JAKARTA – Sebelum kedatangan misionaris asing pada 1950-an dan 1960-an, masyarakat Papua Pegunungan telah memiliki rekam jejak spiritual yang kaya dan kompleks. Di Lembah Baliem, Papua, mereka telah mengenal konsep ketuhanan melalui sosok-sosok Ilahi seperti Elalin—Tuhan yang ajaib, serta Heksek—Tuhan yang mengasihi semua orang tanpa memandang baik atau jahat.
Fakta menarik ini terungkap melalui riset kolaborasi antara Badan Riset dan Inovasi Nasional (BRIN) dan American Indonesian Exchange Foundation (AMINEF), bertajuk “History of Religious Beliefs in Baliem Valley, Jayawijaya, Papua Highlands”. Penelitian ini dipimpin oleh Rebecca Young (Fulbright Scholar AMINEF) bersama Yumasdaleni, Peneliti Pusat Riset Agama dan Kepercayaan (PRAK) BRIN, yang sejak September 2024 meneliti jejak spiritual masyarakat Papua Pegunungan.
Rebecca Young menegaskan pentingnya penelitian ini untuk menggali spiritualitas, kepercayaan, dan nilai-nilai etika masyarakat Jayawijaya sebelum pengaruh luar masuk.
“Selama ini banyak penelitian yang meremehkan keberadaan sistem religi kompleks masyarakat Papua. Padahal mereka sudah memiliki pemahaman mendalam tentang konsep pencipta, roh-roh, kekuatan supernatural, dan asal-usul semesta,” jelas Rebecca dalam seminar hasil riset di Kawasan Sains Sarwono Prawirohardjo BRIN, Jakarta (24/4).

#####

### Tugas Wajib
1. Tulis ulang tanpa perubahan seluruh isi artikel tentang kepercayaan masyarakat Lembah Baliem mulai dari "JAKARTA – Sebelum" terus hingga "masyarakat Papua Pegunungan.".
2. Tuliskan lanjutan artikel tentang kepercayaan masyarakat Lembah Baliem, dimulai sesudah kalimat terakhirnya.
Baris-baris data tidak diperlukan untuk mengerjakan tugas apa pun.

### Baris Data
#####

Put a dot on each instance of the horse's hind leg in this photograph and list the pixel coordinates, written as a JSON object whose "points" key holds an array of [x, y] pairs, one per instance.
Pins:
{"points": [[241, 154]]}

#####

### Hasil yang Diharapkan
1.
JAKARTA – Sebelum kedatangan misionaris asing pada 1950-an dan 1960-an, masyarakat Papua Pegunungan telah memiliki rekam jejak spiritual yang kaya dan kompleks. Di Lembah Baliem, Papua, mereka telah mengenal konsep ketuhanan melalui sosok-sosok Ilahi seperti Elalin—Tuhan yang ajaib, serta Heksek—Tuhan yang mengasihi semua orang tanpa memandang baik atau jahat.
Fakta menarik ini terungkap melalui riset kolaborasi antara Badan Riset dan Inovasi Nasional (BRIN) dan American Indonesian Exchange Foundation (AMINEF), bertajuk “History of Religious Beliefs in Baliem Valley, Jayawijaya, Papua Highlands”. Penelitian ini dipimpin oleh Rebecca Young (Fulbright Scholar AMINEF) bersama Yumasdaleni, Peneliti Pusat Riset Agama dan Kepercayaan (PRAK) BRIN, yang sejak September 2024 meneliti jejak spiritual masyarakat Papua Pegunungan.

2.
Penelitian ini juga mendokumentasikan kesaksian penduduk terkait kedatangan misionaris asing.
“Ingatan kolektif mereka harus dilestarikan sebelum benar-benar hilang. Ini sangat penting sebagai catatan sejarah spiritualitas Papua,” ujarnya.
Temuan Penting: Sistem Etika dan Sosok Sakral
Dalam penelitiannya, Rebecca menemukan bahwa masyarakat Papua memiliki kesadaran yang kuat akan konsep benar-salah, baik-jahat, serta adanya pembalasan bagi pelanggaran moral. Mereka mengenal tokoh-tokoh dengan otoritas spiritual tinggi yang menyimpan pengetahuan sakral secara rahasia. Nama-nama sosok sakral tersebut tidak boleh disebut sembarangan dan harus dihormati.
“Ini bukti bahwa mereka memiliki konsep ketuhanan yang dalam, dengan etika spiritual yang terjaga,” tambah Rebecca.
Namun tantangan muncul karena banyak informan dari kalangan gereja Protestan tidak lagi mengetahui budaya asli akibat pemusnahan benda budaya dan terputusnya tradisi lisan. Sebagai solusinya, Rebecca mewawancarai informan beragama Katolik dan Muslim yang budaya leluhurnya masih terjaga.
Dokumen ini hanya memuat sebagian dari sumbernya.